>> Start

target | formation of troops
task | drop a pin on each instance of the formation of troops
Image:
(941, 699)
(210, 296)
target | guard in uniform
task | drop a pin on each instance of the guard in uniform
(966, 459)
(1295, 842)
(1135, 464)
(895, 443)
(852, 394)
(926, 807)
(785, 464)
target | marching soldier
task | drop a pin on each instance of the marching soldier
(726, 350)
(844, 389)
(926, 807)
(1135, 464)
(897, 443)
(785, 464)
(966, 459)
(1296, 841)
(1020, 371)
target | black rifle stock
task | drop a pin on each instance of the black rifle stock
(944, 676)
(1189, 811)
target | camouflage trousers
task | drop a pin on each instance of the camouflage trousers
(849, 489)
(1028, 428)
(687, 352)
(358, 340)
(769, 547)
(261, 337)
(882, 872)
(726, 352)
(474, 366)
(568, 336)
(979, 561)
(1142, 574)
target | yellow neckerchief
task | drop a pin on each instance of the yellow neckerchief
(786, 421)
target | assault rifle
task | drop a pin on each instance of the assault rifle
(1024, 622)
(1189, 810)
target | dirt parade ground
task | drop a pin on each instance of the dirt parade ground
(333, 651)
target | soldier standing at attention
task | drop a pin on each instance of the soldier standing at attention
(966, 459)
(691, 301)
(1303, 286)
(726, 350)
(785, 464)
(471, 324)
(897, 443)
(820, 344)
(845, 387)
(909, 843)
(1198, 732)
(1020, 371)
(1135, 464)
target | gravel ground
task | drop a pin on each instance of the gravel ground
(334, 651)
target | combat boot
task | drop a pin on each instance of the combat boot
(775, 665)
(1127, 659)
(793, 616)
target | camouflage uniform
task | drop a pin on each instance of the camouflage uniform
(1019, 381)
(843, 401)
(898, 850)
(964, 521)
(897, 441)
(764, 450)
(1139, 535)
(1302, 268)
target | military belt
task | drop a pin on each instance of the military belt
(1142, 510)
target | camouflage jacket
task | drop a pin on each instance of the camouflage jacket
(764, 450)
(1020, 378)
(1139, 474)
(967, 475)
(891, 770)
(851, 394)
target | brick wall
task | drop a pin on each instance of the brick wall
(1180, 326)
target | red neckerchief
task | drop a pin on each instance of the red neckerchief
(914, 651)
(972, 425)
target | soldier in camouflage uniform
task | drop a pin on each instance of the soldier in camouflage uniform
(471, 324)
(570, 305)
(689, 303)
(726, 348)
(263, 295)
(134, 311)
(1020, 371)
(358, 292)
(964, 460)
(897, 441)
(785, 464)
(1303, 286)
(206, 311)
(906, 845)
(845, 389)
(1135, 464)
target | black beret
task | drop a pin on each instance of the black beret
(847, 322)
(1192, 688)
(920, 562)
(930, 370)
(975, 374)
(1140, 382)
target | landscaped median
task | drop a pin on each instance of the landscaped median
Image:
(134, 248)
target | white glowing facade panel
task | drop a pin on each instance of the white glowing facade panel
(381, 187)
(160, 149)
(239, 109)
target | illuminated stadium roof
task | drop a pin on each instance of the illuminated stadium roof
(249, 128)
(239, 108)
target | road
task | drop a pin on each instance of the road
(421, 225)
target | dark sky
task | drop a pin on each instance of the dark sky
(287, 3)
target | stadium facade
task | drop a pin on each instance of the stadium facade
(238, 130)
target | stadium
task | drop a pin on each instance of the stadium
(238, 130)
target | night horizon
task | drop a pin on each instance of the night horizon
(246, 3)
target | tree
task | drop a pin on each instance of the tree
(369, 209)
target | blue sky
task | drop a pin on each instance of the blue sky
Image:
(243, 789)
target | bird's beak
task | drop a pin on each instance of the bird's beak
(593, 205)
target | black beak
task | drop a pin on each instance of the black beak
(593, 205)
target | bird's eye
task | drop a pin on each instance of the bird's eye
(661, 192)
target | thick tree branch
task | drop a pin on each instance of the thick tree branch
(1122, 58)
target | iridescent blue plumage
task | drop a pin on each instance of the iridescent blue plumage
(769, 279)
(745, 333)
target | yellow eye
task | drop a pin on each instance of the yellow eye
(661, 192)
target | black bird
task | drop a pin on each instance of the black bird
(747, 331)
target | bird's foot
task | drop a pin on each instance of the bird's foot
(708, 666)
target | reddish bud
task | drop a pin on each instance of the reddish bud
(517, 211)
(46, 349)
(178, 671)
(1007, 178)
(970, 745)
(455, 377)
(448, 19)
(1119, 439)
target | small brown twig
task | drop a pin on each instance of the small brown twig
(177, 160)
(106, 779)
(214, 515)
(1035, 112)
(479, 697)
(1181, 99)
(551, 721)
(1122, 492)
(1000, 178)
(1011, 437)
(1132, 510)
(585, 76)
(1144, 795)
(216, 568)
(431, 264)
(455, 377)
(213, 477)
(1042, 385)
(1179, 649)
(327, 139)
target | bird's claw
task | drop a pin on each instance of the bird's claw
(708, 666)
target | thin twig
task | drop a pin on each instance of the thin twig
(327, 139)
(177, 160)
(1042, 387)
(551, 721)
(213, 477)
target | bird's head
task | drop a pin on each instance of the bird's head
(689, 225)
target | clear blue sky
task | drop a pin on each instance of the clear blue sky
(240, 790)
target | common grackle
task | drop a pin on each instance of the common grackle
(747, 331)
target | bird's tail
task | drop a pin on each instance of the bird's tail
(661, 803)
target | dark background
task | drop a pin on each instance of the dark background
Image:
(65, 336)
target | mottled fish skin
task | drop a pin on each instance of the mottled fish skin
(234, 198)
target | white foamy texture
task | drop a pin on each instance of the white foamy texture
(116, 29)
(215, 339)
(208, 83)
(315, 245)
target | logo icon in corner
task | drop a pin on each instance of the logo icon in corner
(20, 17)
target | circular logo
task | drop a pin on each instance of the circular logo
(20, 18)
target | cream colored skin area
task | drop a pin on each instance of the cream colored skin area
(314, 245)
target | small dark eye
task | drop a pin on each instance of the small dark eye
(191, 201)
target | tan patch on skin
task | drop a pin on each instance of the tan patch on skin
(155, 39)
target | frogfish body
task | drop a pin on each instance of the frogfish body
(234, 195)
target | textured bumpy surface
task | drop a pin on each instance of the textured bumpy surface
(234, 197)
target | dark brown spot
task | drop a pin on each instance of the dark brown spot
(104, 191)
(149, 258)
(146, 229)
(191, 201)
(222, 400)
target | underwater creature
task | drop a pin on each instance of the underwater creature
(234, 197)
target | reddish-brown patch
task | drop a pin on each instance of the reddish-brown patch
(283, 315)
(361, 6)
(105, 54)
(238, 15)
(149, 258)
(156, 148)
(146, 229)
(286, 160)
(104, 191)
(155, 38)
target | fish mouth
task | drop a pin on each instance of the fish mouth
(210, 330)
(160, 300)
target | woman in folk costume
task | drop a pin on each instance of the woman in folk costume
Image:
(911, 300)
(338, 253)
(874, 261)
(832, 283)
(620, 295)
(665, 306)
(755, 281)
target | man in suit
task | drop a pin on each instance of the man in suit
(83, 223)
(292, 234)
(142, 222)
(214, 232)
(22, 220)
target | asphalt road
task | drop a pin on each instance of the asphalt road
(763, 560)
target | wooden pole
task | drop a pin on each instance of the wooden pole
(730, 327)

>> End

> [EXERCISE]:
Please copy every one of the lines above word for word, keeping their order.

> [THE SOLUTION]:
target | formation of troops
task | drop a pin on each instance of the formation of troops
Image:
(941, 699)
(210, 296)
target | guard in uniform
task | drop a pin on each instance of the guard in uniform
(966, 459)
(1295, 842)
(1135, 464)
(895, 443)
(852, 394)
(926, 807)
(785, 464)
target | marching soldier
task | drop a pin on each instance of the marching soldier
(726, 350)
(844, 389)
(926, 807)
(1135, 464)
(897, 443)
(785, 464)
(966, 459)
(1296, 841)
(1020, 371)
target | black rifle stock
task | drop a pin on each instance of the black rifle stock
(944, 676)
(1189, 811)
target | camouflage trousers
task | drop a pin on each instance of the camouflage trousers
(849, 489)
(1028, 428)
(687, 352)
(358, 340)
(769, 547)
(261, 337)
(882, 872)
(726, 352)
(474, 366)
(568, 336)
(979, 561)
(1142, 574)
target | yellow neckerchief
task | drop a pin on each instance of the yellow neckerchief
(786, 421)
target | assault rifle
task | drop a pin on each instance of the assault rifle
(1024, 622)
(1189, 810)
target | dirt parade ground
task | drop a pin on each instance of the dirt parade ground
(333, 651)
target | soldier standing at attention
task | drop a pin on each instance of the soldier standing at attention
(966, 459)
(691, 301)
(1303, 286)
(726, 350)
(785, 464)
(471, 324)
(897, 443)
(820, 344)
(845, 387)
(909, 843)
(1198, 732)
(1020, 371)
(1135, 464)
target | gravel ground
task | drop a pin on each instance of the gravel ground
(334, 651)
target | combat boot
task | drop a pin on each instance of the combat boot
(775, 665)
(1127, 659)
(793, 616)
target | camouflage uniform
task | drop a pin on each instance of the camouflage uniform
(1019, 381)
(843, 401)
(898, 850)
(964, 521)
(897, 441)
(764, 450)
(1139, 535)
(1302, 268)
target | military belt
task | drop a pin on each instance of the military belt
(1142, 510)
target | camouflage jacket
task | drop a pin on each instance of the camouflage jacket
(764, 450)
(1020, 378)
(1139, 474)
(967, 475)
(891, 770)
(851, 394)
target | brick wall
task | drop a pin on each instance of the brick wall
(1180, 326)
target | red neckerchief
task | drop a pin on each instance of the red neckerchief
(914, 651)
(972, 425)
target | soldier in camouflage uniform
task | drop a pin on each instance of the soldier in camouflage uniform
(471, 324)
(570, 305)
(689, 303)
(726, 348)
(263, 295)
(134, 311)
(1020, 371)
(358, 292)
(964, 460)
(897, 441)
(785, 464)
(1303, 286)
(206, 311)
(906, 845)
(845, 389)
(1135, 464)
target | black beret
task | drop a pin on each instance of the black beret
(847, 322)
(1192, 688)
(920, 562)
(930, 370)
(975, 374)
(1140, 382)
target | landscaped median
task | drop a pin on each instance of the landscaped median
Image:
(134, 248)
target | white glowing facade panel
task | drop a pin on each instance of the white glowing facade panel
(381, 187)
(160, 149)
(239, 109)
target | illuminated stadium roof
task | drop a pin on each instance of the illuminated stadium roof
(249, 128)
(239, 108)
target | road
task | drop a pin on each instance of the road
(421, 225)
target | dark sky
task | drop a pin on each instance of the dark sky
(287, 3)
target | stadium facade
task | drop a pin on each instance of the stadium facade
(238, 130)
target | stadium
task | drop a pin on each instance of the stadium
(238, 130)
target | night horizon
task | drop a pin on each instance of the night horizon
(246, 3)
target | tree
task | drop a pin on each instance of the tree
(369, 209)
target | blue sky
task | drop a pin on each instance of the blue sky
Image:
(243, 789)
target | bird's beak
task | drop a pin on each instance of the bird's beak
(593, 205)
target | black beak
task | drop a pin on each instance of the black beak
(593, 205)
target | bird's eye
task | drop a pin on each instance of the bird's eye
(661, 192)
target | thick tree branch
task | drop a pin on each instance of the thick tree branch
(1122, 58)
target | iridescent blue plumage
task | drop a pin on each instance of the iridescent blue plumage
(769, 279)
(745, 333)
target | yellow eye
task | drop a pin on each instance of the yellow eye
(661, 192)
target | black bird
task | drop a pin on each instance of the black bird
(747, 331)
target | bird's foot
task | drop a pin on each instance of the bird's foot
(708, 666)
target | reddish bud
task | drop a pin on each instance of the reddish bud
(517, 211)
(46, 349)
(178, 671)
(1007, 178)
(970, 745)
(455, 377)
(448, 19)
(1119, 439)
target | small brown twig
task | drop a pin on each instance of the small brown twig
(177, 160)
(106, 779)
(214, 515)
(1035, 112)
(479, 697)
(1181, 99)
(551, 721)
(1122, 492)
(1000, 178)
(1011, 437)
(1132, 510)
(585, 76)
(1144, 795)
(216, 568)
(431, 264)
(455, 377)
(213, 477)
(1042, 385)
(1179, 649)
(327, 139)
target | bird's claw
task | drop a pin on each instance of the bird's claw
(708, 666)
target | thin twig
task | drop a pin on each instance of the thin twig
(327, 139)
(177, 160)
(1042, 387)
(551, 721)
(213, 477)
target | bird's head
task | drop a pin on each instance of the bird's head
(689, 225)
target | clear blue sky
task | drop a pin on each instance of the clear blue sky
(240, 790)
target | common grackle
task | drop a pin on each instance of the common grackle
(747, 331)
target | bird's tail
task | drop a pin on each instance of the bird's tail
(661, 803)
target | dark background
task | drop a pin on each instance of the dark background
Image:
(65, 336)
target | mottled fish skin
task | drop a pin on each instance of the mottled fish skin
(234, 198)
target | white foamy texture
task | drop a pin on each instance of the white foamy texture
(116, 29)
(215, 339)
(208, 83)
(315, 245)
target | logo icon in corner
task | drop a pin on each instance of the logo icon in corner
(20, 17)
target | circular logo
task | drop a pin on each instance of the circular logo
(20, 18)
target | cream colored skin area
task | drop a pin on each instance of the cream colored skin area
(314, 245)
target | small dark eye
task | drop a pin on each instance of the small dark eye
(191, 201)
target | tan patch on skin
task | drop a pin on each instance of the tan patch on skin
(155, 39)
target | frogfish body
task | drop a pin on each instance of the frogfish body
(234, 195)
target | textured bumpy surface
task | drop a pin on each instance of the textured bumpy surface
(234, 197)
target | dark brown spot
task | drop a pin on each instance of the dark brown spot
(104, 191)
(149, 258)
(146, 229)
(191, 201)
(222, 400)
target | underwater creature
task | drop a pin on each instance of the underwater creature
(234, 197)
target | reddish-brown patch
task | drop a pin on each instance of the reddish-brown patch
(283, 315)
(361, 6)
(105, 54)
(238, 15)
(149, 258)
(156, 148)
(146, 229)
(286, 160)
(104, 191)
(155, 38)
target | fish mouth
task | drop a pin on each instance of the fish mouth
(210, 330)
(160, 300)
target | woman in folk costume
task | drop a pin on each instance of the woman in folk costume
Image:
(911, 300)
(338, 253)
(874, 261)
(832, 283)
(620, 295)
(665, 306)
(755, 281)
target | man in suit
task | drop a pin on each instance of the man in suit
(83, 223)
(292, 234)
(142, 222)
(214, 232)
(22, 220)
target | asphalt road
task | drop a pin on each instance of the asphalt road
(763, 560)
target | wooden pole
task | drop a pin on each instance of the wooden pole
(730, 327)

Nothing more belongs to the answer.